BEGIN Data records
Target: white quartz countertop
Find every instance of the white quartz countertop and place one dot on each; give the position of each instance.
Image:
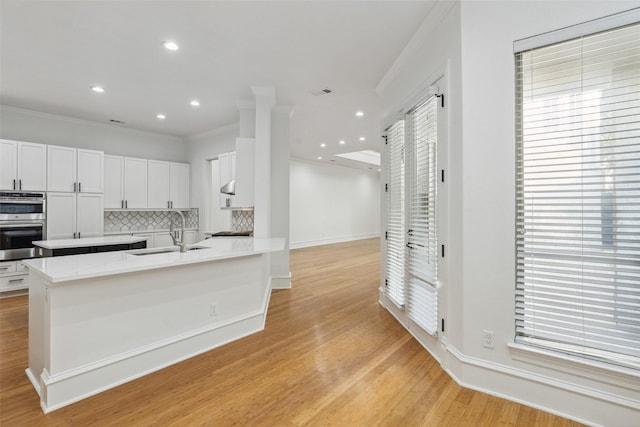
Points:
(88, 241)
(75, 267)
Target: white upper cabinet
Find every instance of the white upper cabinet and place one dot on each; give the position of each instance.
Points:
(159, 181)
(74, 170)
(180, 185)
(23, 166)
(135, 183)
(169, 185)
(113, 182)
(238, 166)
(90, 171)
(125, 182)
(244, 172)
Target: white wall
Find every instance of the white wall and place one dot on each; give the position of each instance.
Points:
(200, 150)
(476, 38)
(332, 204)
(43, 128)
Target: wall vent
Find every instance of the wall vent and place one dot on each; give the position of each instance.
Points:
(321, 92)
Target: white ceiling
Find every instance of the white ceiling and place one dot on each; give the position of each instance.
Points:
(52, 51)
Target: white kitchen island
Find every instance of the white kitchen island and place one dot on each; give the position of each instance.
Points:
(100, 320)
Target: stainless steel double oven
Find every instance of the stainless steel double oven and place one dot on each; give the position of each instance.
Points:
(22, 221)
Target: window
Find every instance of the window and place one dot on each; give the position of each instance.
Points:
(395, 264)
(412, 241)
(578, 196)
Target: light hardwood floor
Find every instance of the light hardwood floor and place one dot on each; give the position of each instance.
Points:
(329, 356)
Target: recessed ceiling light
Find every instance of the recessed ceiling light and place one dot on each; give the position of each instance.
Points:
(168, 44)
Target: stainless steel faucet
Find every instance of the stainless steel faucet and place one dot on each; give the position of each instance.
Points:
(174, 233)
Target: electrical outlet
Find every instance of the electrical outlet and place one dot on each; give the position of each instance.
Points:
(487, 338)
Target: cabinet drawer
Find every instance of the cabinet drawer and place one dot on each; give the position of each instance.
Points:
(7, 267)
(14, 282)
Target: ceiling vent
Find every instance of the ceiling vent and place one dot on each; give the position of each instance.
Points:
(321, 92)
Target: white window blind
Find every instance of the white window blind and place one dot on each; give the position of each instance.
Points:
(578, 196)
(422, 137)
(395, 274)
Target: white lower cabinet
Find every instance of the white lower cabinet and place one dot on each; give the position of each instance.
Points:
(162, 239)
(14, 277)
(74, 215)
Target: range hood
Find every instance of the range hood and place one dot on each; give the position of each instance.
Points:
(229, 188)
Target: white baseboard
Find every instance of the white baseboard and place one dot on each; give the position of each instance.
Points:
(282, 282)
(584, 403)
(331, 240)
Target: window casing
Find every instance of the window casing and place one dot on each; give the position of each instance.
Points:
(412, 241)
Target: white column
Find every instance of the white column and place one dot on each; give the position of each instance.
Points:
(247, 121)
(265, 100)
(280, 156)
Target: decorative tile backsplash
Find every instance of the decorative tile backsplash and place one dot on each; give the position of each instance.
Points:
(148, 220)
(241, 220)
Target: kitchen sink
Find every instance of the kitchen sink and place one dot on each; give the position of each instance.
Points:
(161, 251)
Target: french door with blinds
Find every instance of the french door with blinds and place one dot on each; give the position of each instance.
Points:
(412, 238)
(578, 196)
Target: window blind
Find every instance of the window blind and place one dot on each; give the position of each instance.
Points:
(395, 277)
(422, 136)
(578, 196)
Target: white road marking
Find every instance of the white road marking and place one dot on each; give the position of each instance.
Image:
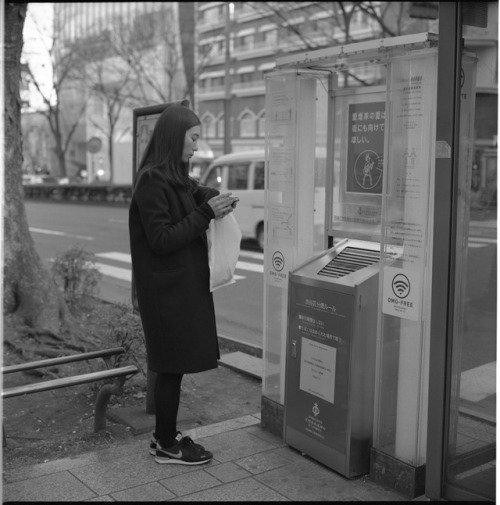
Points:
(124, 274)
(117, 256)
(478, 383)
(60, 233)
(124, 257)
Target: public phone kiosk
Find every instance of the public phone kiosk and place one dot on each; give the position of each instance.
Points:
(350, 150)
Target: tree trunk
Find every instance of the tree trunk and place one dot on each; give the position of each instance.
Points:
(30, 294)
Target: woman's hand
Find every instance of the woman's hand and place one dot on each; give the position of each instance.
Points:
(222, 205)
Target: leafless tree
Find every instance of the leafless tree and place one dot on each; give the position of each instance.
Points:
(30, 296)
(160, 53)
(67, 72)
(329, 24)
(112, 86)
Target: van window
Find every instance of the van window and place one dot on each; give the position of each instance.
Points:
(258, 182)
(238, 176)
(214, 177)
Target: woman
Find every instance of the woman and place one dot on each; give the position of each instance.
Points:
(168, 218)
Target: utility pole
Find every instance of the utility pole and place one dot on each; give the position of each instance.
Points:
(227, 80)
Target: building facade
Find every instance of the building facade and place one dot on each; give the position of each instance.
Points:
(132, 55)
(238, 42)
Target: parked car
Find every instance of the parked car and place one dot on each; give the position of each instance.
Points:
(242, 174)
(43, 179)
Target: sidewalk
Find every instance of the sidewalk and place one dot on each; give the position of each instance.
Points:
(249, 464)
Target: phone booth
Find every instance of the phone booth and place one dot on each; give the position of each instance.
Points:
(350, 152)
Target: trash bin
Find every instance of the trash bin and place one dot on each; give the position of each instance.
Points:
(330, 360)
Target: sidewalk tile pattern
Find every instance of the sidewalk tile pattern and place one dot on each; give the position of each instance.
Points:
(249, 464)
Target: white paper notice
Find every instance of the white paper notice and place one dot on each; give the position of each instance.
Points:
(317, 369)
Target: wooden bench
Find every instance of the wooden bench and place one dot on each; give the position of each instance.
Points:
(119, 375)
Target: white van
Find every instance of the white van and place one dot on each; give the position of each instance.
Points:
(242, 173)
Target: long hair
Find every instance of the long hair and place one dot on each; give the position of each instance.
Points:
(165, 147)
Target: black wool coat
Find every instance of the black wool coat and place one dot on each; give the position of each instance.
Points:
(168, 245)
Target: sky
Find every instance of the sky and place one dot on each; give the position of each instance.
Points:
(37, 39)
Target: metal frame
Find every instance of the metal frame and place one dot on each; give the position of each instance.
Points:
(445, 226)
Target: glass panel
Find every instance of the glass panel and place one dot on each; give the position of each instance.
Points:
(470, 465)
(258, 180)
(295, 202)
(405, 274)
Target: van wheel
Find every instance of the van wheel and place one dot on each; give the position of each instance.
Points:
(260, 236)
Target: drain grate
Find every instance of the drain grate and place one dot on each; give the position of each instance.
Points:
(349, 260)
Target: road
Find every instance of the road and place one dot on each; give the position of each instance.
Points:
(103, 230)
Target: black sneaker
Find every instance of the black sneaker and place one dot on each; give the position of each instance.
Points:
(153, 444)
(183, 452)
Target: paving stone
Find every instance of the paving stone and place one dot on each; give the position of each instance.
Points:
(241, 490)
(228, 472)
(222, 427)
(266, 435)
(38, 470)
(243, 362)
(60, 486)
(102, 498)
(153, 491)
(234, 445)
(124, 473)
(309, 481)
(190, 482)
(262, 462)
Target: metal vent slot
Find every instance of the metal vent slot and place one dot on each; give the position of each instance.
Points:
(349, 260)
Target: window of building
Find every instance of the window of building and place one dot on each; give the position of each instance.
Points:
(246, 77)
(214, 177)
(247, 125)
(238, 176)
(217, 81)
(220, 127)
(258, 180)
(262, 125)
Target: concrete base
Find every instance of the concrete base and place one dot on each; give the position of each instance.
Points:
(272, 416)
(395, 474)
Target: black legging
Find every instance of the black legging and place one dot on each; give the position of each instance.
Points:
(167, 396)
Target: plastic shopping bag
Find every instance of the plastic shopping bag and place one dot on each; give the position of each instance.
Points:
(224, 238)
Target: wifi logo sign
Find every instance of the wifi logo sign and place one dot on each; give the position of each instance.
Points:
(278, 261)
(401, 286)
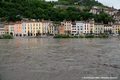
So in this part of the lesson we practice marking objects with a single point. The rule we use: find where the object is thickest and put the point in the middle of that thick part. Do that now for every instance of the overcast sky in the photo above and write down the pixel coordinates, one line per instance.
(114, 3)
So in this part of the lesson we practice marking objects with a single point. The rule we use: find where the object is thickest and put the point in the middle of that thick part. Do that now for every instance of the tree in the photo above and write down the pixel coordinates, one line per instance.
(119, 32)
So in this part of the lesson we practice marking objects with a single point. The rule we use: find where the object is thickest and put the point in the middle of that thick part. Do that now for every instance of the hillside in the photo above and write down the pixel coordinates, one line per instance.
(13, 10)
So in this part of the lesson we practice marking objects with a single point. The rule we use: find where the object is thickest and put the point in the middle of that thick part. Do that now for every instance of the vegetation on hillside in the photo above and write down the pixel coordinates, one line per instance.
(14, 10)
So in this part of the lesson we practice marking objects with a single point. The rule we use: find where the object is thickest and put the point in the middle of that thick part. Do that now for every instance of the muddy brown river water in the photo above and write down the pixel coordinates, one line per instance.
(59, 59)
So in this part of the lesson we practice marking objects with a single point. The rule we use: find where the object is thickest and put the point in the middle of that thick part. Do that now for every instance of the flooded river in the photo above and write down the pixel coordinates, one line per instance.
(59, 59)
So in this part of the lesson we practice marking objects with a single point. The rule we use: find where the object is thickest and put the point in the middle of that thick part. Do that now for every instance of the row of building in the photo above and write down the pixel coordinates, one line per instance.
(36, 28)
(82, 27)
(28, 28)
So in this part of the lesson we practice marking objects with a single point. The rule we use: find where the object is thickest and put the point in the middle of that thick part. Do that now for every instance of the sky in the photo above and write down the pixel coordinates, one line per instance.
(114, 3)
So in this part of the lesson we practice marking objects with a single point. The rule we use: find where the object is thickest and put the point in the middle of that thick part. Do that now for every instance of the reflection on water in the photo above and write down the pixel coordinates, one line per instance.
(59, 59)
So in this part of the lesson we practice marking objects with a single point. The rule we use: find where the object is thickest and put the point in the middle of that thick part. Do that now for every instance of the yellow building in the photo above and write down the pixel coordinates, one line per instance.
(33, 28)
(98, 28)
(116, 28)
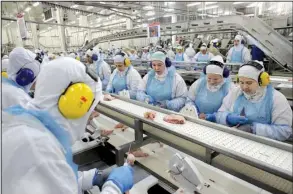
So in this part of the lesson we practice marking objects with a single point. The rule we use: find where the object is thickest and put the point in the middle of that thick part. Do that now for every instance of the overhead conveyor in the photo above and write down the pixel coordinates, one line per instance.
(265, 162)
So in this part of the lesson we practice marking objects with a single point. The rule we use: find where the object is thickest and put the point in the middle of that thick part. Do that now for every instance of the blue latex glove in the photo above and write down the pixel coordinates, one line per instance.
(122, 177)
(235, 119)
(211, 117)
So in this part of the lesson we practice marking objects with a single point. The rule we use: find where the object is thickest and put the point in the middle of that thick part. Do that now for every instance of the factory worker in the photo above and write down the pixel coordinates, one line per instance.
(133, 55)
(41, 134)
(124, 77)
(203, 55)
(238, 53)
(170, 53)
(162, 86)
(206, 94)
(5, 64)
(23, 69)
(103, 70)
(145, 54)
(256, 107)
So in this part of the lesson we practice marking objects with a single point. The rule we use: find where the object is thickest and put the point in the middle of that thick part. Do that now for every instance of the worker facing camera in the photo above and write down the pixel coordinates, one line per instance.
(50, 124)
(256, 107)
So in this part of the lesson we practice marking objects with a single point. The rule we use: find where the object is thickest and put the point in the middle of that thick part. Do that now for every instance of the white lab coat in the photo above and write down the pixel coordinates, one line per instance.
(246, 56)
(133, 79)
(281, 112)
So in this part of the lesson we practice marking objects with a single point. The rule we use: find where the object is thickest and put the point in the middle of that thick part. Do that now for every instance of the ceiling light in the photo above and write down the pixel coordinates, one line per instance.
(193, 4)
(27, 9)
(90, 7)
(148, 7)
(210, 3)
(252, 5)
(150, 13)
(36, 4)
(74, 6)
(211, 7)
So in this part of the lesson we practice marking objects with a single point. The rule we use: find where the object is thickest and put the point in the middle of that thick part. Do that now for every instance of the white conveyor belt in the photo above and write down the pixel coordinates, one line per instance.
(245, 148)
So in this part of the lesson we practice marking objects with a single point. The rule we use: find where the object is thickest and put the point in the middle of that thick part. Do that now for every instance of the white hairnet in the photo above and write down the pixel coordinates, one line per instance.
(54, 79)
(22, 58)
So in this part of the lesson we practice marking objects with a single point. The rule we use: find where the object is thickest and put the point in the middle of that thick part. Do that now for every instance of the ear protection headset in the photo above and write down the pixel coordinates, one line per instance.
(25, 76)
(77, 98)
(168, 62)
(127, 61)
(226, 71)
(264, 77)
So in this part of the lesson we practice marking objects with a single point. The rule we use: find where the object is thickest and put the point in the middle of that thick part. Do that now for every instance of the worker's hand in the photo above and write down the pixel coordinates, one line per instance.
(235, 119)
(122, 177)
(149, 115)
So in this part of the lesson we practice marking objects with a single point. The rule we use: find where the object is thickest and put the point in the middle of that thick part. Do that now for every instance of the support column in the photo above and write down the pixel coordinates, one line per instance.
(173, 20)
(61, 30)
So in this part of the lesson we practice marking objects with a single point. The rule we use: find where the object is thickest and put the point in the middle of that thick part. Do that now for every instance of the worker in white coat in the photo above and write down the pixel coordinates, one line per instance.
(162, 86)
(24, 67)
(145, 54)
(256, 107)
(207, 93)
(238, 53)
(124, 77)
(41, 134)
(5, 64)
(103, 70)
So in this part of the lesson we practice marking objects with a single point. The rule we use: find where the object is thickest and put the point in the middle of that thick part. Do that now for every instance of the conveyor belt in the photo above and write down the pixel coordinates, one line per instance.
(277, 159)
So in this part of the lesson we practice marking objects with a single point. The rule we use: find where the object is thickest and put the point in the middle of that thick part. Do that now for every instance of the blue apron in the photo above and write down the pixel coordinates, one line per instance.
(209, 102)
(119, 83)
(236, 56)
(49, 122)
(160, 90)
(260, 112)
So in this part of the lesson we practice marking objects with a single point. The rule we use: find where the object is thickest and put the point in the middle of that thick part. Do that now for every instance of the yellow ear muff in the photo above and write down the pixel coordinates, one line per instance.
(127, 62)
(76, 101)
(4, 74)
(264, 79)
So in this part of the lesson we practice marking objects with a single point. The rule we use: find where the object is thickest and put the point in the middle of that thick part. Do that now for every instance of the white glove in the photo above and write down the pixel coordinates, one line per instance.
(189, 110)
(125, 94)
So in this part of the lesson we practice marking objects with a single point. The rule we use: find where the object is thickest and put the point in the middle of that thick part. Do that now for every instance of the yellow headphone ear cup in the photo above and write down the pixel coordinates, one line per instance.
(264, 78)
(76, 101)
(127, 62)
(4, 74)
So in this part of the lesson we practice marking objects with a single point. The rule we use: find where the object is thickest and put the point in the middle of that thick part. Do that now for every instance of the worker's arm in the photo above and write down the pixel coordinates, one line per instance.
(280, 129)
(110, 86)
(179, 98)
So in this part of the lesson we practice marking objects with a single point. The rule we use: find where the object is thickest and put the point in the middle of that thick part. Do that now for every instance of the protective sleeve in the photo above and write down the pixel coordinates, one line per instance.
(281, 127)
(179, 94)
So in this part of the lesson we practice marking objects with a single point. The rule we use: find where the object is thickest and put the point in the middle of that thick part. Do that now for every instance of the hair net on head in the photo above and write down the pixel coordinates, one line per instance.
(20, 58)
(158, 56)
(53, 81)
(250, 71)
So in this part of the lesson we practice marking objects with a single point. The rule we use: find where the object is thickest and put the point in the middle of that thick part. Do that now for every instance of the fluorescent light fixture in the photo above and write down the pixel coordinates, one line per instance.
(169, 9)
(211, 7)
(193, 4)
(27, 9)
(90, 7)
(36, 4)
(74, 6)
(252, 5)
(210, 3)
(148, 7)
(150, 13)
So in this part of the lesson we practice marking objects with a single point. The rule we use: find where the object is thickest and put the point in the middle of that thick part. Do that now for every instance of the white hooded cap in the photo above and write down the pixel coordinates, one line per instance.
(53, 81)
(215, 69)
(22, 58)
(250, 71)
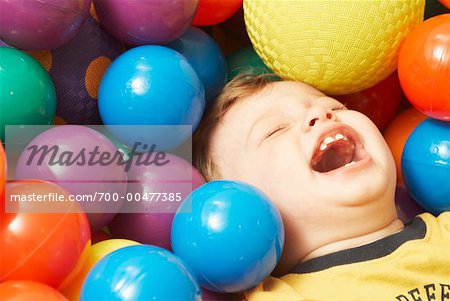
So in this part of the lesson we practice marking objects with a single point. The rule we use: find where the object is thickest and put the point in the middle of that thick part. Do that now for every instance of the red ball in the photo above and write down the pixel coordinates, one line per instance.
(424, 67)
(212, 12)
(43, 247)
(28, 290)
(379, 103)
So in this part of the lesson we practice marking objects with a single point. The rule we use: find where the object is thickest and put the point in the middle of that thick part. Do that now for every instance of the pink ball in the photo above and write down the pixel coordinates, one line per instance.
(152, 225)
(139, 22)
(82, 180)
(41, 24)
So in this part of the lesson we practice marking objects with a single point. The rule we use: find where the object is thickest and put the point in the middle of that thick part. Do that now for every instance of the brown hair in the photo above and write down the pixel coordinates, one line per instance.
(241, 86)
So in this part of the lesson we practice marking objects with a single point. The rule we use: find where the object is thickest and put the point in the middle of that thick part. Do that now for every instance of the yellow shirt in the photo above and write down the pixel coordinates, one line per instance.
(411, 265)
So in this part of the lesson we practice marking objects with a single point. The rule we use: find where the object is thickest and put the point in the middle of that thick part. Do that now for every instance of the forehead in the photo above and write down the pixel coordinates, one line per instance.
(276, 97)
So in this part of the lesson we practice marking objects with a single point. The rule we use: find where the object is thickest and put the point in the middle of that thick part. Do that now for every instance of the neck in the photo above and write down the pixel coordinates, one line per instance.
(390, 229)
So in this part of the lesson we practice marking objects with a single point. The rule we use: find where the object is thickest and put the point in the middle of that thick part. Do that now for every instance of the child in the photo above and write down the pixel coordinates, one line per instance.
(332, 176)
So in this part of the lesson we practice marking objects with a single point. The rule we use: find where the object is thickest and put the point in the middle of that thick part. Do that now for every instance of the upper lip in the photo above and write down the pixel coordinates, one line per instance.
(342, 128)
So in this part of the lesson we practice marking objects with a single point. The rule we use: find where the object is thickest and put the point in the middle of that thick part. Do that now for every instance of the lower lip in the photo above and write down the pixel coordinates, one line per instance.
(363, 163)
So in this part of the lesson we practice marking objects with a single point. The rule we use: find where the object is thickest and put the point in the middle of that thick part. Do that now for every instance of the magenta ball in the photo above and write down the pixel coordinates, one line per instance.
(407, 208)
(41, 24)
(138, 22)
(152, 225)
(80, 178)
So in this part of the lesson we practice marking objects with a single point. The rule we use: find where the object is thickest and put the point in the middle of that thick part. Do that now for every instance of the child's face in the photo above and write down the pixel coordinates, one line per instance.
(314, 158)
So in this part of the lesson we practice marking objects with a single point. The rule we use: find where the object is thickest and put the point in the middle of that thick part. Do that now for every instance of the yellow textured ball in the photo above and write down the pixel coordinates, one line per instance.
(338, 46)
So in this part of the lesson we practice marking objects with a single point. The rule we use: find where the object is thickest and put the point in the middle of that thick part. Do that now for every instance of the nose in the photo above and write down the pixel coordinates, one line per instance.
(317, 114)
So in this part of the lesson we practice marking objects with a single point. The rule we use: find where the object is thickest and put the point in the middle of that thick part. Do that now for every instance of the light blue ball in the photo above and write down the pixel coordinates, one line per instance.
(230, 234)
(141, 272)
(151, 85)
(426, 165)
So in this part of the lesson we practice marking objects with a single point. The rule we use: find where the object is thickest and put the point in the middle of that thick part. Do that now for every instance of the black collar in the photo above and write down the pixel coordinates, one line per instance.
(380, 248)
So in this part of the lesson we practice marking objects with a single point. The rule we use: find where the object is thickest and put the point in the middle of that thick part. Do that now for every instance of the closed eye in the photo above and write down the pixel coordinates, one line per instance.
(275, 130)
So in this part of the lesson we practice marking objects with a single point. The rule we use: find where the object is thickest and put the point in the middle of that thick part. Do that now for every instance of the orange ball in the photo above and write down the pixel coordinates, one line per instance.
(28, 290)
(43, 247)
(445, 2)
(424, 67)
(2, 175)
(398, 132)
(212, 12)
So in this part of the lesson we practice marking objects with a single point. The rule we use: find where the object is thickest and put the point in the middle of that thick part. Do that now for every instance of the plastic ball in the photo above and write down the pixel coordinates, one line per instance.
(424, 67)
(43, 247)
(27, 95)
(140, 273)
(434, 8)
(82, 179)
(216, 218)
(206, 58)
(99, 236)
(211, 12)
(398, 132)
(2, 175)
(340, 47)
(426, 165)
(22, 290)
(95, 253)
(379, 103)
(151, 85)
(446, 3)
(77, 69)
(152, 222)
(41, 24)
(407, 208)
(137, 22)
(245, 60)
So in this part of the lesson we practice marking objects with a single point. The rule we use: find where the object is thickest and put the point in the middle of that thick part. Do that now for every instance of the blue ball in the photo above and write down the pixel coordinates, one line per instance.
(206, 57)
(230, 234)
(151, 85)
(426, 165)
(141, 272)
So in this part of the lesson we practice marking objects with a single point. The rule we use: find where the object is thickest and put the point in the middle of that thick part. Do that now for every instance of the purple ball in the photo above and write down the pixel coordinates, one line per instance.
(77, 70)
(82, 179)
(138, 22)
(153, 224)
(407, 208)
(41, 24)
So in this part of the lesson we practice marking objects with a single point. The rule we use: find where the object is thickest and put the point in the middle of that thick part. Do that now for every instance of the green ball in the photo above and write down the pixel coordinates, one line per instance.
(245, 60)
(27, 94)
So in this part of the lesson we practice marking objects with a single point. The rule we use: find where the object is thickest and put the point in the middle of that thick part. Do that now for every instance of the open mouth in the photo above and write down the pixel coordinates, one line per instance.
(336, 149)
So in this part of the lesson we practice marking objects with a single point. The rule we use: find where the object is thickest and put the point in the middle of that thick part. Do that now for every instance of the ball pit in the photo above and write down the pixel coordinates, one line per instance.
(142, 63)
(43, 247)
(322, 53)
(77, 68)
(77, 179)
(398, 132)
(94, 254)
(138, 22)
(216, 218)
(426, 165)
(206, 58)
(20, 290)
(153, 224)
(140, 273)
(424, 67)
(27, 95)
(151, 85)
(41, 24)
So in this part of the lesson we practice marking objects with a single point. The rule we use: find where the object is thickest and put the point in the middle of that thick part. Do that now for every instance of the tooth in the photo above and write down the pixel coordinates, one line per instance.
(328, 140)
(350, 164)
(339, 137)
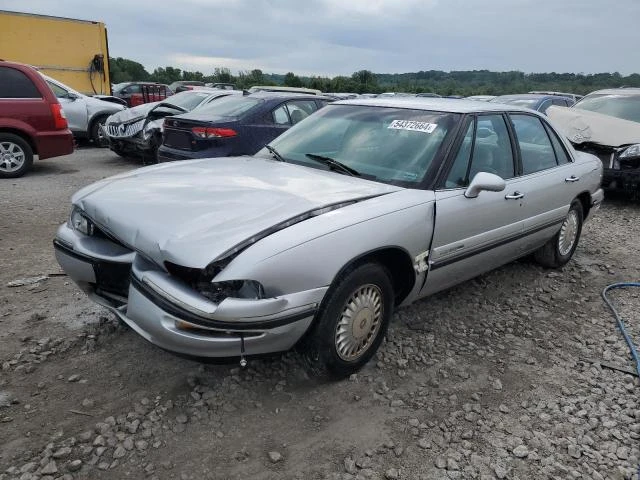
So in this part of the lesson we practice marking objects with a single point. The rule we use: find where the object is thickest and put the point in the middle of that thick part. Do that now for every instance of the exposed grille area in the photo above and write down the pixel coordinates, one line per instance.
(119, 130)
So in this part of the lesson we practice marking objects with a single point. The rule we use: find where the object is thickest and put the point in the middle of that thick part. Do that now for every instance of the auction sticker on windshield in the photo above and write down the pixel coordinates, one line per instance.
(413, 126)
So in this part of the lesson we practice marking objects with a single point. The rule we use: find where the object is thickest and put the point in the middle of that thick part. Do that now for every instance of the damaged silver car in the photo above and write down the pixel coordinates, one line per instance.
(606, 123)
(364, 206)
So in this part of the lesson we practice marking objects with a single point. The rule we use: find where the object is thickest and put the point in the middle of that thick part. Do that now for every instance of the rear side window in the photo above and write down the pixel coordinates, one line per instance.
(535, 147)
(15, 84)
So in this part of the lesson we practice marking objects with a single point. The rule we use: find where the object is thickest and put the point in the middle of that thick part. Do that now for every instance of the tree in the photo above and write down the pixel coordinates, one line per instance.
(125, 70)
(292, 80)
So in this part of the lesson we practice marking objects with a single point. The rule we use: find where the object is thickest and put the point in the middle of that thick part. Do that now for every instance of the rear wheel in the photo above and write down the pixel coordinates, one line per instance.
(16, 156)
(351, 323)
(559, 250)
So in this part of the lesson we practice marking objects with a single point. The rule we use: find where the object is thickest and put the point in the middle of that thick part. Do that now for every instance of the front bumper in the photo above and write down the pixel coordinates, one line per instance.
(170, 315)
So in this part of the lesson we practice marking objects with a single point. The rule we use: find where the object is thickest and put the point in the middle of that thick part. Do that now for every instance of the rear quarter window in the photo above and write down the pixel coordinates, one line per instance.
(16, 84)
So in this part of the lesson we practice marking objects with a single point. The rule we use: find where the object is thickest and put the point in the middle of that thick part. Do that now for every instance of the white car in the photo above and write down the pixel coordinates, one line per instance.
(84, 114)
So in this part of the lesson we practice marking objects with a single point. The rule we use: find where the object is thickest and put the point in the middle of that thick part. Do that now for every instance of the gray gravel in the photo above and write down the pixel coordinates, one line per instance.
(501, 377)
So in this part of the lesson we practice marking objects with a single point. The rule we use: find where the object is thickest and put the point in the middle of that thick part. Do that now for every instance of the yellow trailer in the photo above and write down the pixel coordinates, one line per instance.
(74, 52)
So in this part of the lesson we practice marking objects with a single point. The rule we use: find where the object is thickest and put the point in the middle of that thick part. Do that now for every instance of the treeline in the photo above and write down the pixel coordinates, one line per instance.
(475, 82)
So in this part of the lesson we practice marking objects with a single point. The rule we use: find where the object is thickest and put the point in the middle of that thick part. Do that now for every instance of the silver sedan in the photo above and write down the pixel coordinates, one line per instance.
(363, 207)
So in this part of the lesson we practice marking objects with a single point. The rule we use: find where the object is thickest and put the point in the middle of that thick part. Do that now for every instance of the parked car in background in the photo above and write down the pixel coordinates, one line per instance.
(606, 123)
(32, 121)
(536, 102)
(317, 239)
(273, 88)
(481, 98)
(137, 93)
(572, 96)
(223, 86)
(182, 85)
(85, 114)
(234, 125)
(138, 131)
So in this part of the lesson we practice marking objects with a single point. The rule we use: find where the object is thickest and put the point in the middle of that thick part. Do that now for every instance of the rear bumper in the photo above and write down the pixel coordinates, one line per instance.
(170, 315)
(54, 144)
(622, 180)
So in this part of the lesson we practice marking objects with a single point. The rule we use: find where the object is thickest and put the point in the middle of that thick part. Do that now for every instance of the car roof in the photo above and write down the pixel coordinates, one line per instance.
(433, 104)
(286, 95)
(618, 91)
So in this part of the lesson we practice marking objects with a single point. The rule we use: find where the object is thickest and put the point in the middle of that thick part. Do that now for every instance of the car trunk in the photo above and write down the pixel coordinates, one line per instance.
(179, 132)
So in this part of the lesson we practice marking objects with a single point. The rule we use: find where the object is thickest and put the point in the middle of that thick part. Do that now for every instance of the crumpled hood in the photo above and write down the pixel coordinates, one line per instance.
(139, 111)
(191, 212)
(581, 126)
END Data records
Task objective> The response is to contain exactly the lines from the beginning of the data through the line containing "Find every instance of the white wall", both ends included, and nothing else; omit the pictures.

Solution for this task>
Target: white quartz countertop
Find every instance of the white quartz countertop and place one dot on each; give the position of each instance.
Image:
Points:
(88, 241)
(75, 267)
Target: white upper cabinet
Find every instance of the white upper cabinet and place one dot on each; give the position of each instance.
Points:
(159, 181)
(74, 170)
(180, 185)
(23, 166)
(135, 183)
(169, 185)
(113, 182)
(238, 166)
(90, 171)
(125, 182)
(244, 172)
Target: white wall
Find every instance of the white wall and place one dot on each; give the position of each instance.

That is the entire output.